[Begin DATA LINES]

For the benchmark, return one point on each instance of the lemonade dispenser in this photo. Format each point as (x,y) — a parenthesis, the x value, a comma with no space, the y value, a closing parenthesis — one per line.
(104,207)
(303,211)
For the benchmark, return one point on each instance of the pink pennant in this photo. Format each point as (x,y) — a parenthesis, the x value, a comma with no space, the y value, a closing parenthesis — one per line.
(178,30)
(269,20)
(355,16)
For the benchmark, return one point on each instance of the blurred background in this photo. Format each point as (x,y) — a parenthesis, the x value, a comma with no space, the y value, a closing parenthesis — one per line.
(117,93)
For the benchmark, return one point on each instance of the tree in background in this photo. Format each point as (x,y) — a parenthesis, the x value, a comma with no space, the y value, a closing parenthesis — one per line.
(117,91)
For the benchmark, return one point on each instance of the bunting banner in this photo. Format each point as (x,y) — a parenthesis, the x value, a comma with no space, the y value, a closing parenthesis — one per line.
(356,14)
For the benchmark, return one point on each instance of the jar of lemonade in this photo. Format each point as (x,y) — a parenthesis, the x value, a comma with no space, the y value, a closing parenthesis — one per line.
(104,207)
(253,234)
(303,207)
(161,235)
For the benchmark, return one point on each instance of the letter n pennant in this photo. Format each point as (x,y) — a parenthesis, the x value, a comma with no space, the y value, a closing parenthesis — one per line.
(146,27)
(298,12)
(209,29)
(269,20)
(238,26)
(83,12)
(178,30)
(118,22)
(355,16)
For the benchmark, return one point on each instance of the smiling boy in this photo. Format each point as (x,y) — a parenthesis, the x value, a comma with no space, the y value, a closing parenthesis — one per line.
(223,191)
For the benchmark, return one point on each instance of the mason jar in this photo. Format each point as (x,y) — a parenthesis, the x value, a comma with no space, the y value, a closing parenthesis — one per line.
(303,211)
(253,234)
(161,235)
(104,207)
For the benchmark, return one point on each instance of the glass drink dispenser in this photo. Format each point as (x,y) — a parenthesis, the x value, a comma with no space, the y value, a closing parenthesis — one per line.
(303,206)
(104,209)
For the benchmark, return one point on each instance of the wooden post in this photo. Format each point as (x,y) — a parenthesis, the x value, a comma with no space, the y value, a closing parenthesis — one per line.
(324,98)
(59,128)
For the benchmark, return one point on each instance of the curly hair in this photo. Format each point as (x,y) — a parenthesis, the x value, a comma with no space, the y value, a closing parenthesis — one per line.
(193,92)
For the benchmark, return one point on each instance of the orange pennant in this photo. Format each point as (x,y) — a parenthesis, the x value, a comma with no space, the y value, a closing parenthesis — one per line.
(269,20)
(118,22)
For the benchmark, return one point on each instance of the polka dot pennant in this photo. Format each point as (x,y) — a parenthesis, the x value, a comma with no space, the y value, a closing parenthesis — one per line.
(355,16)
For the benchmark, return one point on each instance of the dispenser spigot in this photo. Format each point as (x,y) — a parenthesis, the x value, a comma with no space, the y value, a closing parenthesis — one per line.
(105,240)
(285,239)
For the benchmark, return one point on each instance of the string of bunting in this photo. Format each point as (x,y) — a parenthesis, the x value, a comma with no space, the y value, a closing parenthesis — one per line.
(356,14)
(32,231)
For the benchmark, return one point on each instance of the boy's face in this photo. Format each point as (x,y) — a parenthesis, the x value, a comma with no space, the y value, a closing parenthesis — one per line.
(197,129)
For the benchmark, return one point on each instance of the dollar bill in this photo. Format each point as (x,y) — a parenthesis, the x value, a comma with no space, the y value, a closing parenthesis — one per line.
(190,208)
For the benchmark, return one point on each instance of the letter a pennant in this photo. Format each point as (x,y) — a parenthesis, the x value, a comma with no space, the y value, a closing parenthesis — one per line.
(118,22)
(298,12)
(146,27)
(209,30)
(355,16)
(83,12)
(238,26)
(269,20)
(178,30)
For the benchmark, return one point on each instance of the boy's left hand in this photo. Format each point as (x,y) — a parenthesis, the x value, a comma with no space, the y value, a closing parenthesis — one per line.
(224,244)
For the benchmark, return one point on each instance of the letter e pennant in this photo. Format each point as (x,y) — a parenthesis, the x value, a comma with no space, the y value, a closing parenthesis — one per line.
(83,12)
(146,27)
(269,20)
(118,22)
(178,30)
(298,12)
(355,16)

[End DATA LINES]

▶ [TASK TO COMPLETE]: Copy out each record exactly as given, omitting none.

▶ [EXERCISE SOLUTION]:
For the benchmark, return one point on each instance of the lemonade dispenser in this photo. Format each point as (x,y) — a parenthesis, the x value, a comma with no space, the y value, a closing parenthesis — one per line.
(104,207)
(303,211)
For the benchmark, return one point on each instance of the pink pennant in this photo. Format each point as (x,y) — a parenthesis, the x value, a comma with no space, the y value, a closing parenthesis — one per line.
(178,30)
(269,20)
(355,16)
For the benchmark, return one point on each instance of the blurred background in this photo. Format each point as (x,y) — a parenthesis, the x value, a comma with no space, the y value, a closing parenthesis — one per line.
(117,93)
For the benchmark, return one point on each instance of the tree in background in this photo. Format each point as (x,y) — a parenthesis, the x value, a comma with no space, the y value, a closing parenthesis — one per line.
(117,91)
For the benchmark, return one point on each instance of the bunting banner in this photo. Format each point as (x,y) — a parenthesis, the x value, a comma with no space, the y value, a closing parenthesis — one per line.
(356,14)
For the benchmark, return one point on each instance of the jar of lemonade in this photo. Format each point as (x,y) — a parenthesis, the x value, a comma with no space, the y value, a closing parenthesis — one per line.
(104,207)
(253,234)
(303,207)
(161,235)
For the benchmark, return one point on each instance of the letter n pennant in this photo. Format each point as (x,y) — a parenthesis, the x value, a comma with no space, the y value, a closing parenthesis — one per line.
(146,27)
(298,12)
(209,29)
(269,20)
(238,26)
(83,12)
(178,30)
(118,22)
(355,16)
For the benchmark, return one point on each instance of the smiling boy in this photo. Format each point as (x,y) — a parenthesis, the x value, a comma with no space, the y value, a closing parenthesis — one per line.
(223,191)
For the benchmark, return one point on each instance of the mason jar in this photo. Format each point as (x,y) — a parenthesis, the x value, a comma with no space, the y value, a closing parenthesis — one per line.
(303,211)
(253,234)
(161,235)
(104,207)
For the benchmark, return one point on each instance of the glass drink dispenser in this photo. Format each point as (x,y) — a parenthesis, the x value, a comma with no space, the y value, a closing parenthesis — one per line.
(303,206)
(104,209)
For the benchmark, return one point on each instance of the wooden post in this photo. Format each point as (x,y) — a parenthesis, the x value, a comma with no space, the y value, a closing parenthesis — one per line.
(324,98)
(59,128)
For the benchmark, return one point on each instance of the curly hair in this photo. Format each point as (x,y) — a parenthesis, the x value, a comma with no space, the y value, a closing parenthesis — one per line.
(193,92)
For the benchmark, return one point on each instance of the orange pennant in this photo. Format each point as (x,y) — a parenthesis, the x value, a comma with no space, the y value, a closing parenthesis — one per line.
(269,20)
(118,22)
For the benchmark, return one point on each instance of the polka dot pennant in this photo. Format each point as (x,y) — a parenthesis, the x value, a comma with no space, the y value, a closing parenthesis — one per line.
(355,16)
For the benchmark, return one point on each instance of the dispenser spigot in this photo. Format each point as (x,y) — a parenthesis, the x value, a comma with no space, the y value, a closing parenthesis — one per line.
(105,240)
(285,239)
For the benchmark, return one point on each instance of the string of bunting in this photo. Format each point as (x,y) — a parenthesis, the x value, a comma with no space, the y value, a closing parenthesis — one per line.
(356,14)
(32,231)
For the benchmark, return one point on each instance of the boy's face in this photo. Format each point as (x,y) — a parenthesis, the x value, a comma with no space, the y value, a closing parenthesis — one per line.
(197,129)
For the benchmark, return one point on each instance of the dollar bill in this photo. Format each point as (x,y) — a parenthesis, the x value, a comma with no space, the y value, a closing parenthesis — one per line.
(190,208)
For the benchmark, return one point on each instance of the letter a pennant in this photo. Format each point as (x,y) — a parenthesis, the x value, a comma with no space, the y value, a closing parenthesis — one per line.
(118,22)
(298,12)
(146,27)
(209,30)
(355,16)
(83,12)
(238,26)
(269,20)
(178,30)
For the benchmark, return one point on each instance of the boy's left hand in this photo. Format each point as (x,y) — a parenthesis, the x value, a comma with no space, the y value, a closing parenthesis — one per line.
(224,244)
For the benchmark, return one point on each instance of the letter e pennant in this photo. Format each point as (x,y) — a parenthesis, the x value, a comma with no space, the y value, a closing parenthesis — one per line.
(83,12)
(146,27)
(269,20)
(118,22)
(178,30)
(298,12)
(355,16)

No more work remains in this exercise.